Voici la seconde partie de l’interview de Ken Scholes, qui conclut donc cette semaine spéciale entourant son premier roman.
Si hier l’auteur américain évoquait son parcours, ses goûts littéraires et son rapport au genre, il explore ici plus en profondeur son premier livre. Rassurez-vous, pas de spoilers particuliers à l’horizon.
Bonne fin de lecture et rendez-vous en librairie le 21 mai !

D’où vous est venu le pitch de Lamentation, ou plutôt de la nouvelle ayant donné naissance au livre ?
Un magazine sortait un numéro spécialement consacré aux bizarreries mécaniques et la rédaction avait besoin de nouvelles. Je décidai de tenter le coup, et profitai de mes pauses-déjeuner pour écrire Of Metal Men and Scarlet Thread and Dancing with the Sunrise avec le personnage d'Isaak comme bizarrerie. Je n’ai même pas eu besoin de trop me creuser la tête, l’histoire m’est venue comme ça. Au début, je n’étais pas très satisfait du résultat. De plus, le magazine a clos les envois avant même que je puisse lui envoyer quoi que ce soit. Mais je l’ai envoyé ailleurs et un autre magazine, Realms of Fantasy, me l’a acheté. J’étais stupéfait en découvrant l’illustration choisie pour mon histoire. Je compris alors que mon récit était plus riche que je le pensais. J’ai donc décidé d’écrire quatre autres nouvelles. La seconde fut rejetée, mais ma femme et Jay Lake, mon meilleur ami, me mirent au défi d’en tirer un roman. Je relevai le défi et écrivis Lamentation en six semaines et demie de pure frénésie.
Isaak, justement, est clairement un personnage sortant des sentiers battus, pour un livre de Fantasy. Pouvez-vous nous le présenter ?
Isaak est un serviteur mécanique Androfrancien. Un androïde à vapeur travaillant pour l’Ordre de la Grande Bibliothèque. Malheureusement pour lui, il devient un pion dans un jeu terrible et se retrouve propulsé dans un univers qui n’est pas le sien. Je n’avais aucune idée de l’importance d’Isaak en le créant. Mais en contemplant le dessin d’Allen Douglas montrant Isaak pleurant au fond du cratère après l’explosion de Windwir (voir l'illustration en question), je dus moi-même retenir mes larmes et compris que mon histoire était bien plus profonde que je le pensais.
Passons à Rudofo. Sans être le personnage central du livre, il se démarque par sa complexité : il est tout autant un souverain délicat et raffiné qu’un chef de guerre impitoyable. Que vouliez-vous faire de lui ?
Je considère les Psaumes d’Isaak comme un ensemble d’histoires tournant plus ou moins autour de Rudolfo. Bien entendu, Isaak demeure le personnage principal de l’histoire, même si l’on ne voit jamais les choses selon son point de vue. Dans le cas de Rudolfo, je voulais présenter un homme transformé en meneur charismatique à travers une tragédie et passant sa vie persuadé que ces tragédies sont le fruit du hasard avant de découvrir que de sombres desseins se cachent derrière ces événements, le tout aboutissant à la chute de Windwir et l’essor de quelque chose de différent dans les Terres Nommées.

▸ À faire:
[1] Répondez à ces questions sur l'entretien :
(a) Quel magazine a acheté la première nouvelle mettant en scène Isaak ?
(b) En combien de temps Lamentation a-t-il été écrit ?
(c) Pour quel ordre travaille Isaak ?
[2] Reproduisez l'entretien à partir de « Passons à Rudofo. » jusqu'à « les Terres Nommées. » inclus.

▸ Matériel fourni:

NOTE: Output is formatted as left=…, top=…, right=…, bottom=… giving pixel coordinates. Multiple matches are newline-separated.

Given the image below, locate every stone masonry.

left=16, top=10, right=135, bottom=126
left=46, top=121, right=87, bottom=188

▸ Réponses complètes:
[1]
(a) Realms of Fantasy.
(b) En six semaines et demie.
(c) Pour l'Ordre de la Grande Bibliothèque.

[2]
Passons à Rudofo. Sans être le personnage central du livre, il se démarque par sa complexité : il est tout autant un souverain délicat et raffiné qu’un chef de guerre impitoyable. Que vouliez-vous faire de lui ?
Je considère les Psaumes d’Isaak comme un ensemble d’histoires tournant plus ou moins autour de Rudolfo. Bien entendu, Isaak demeure le personnage principal de l’histoire, même si l’on ne voit jamais les choses selon son point de vue. Dans le cas de Rudolfo, je voulais présenter un homme transformé en meneur charismatique à travers une tragédie et passant sa vie persuadé que ces tragédies sont le fruit du hasard avant de découvrir que de sombres desseins se cachent derrière ces événements, le tout aboutissant à la chute de Windwir et l’essor de quelque chose de différent dans les Terres Nommées.